■ TO DO: List every line of the listing below that contains the word "peel". Case counts.

■ Lines of data:
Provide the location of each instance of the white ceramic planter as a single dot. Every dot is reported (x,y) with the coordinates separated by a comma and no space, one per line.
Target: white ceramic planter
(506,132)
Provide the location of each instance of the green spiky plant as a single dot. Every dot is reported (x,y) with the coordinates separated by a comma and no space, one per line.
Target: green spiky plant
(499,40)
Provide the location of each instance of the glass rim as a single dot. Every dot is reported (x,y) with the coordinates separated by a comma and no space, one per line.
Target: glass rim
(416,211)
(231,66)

* * *

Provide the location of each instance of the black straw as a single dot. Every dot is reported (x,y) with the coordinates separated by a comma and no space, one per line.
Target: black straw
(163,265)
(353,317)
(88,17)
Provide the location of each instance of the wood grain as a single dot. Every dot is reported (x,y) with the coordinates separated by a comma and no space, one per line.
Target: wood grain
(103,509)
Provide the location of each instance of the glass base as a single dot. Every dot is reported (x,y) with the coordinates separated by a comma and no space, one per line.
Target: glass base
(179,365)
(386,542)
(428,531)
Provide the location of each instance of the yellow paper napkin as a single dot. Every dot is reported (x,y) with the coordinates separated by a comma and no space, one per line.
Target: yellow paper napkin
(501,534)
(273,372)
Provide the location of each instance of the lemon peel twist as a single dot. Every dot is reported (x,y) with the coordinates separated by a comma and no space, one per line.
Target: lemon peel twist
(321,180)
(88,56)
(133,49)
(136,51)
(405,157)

■ ANSWER TO THIS TASK:
Provide the location of each instance of the lemon peel twist as a single dot. Every dot is reported (x,y) with the coordinates separated by a comma and no space, one per line.
Target: lemon peel twist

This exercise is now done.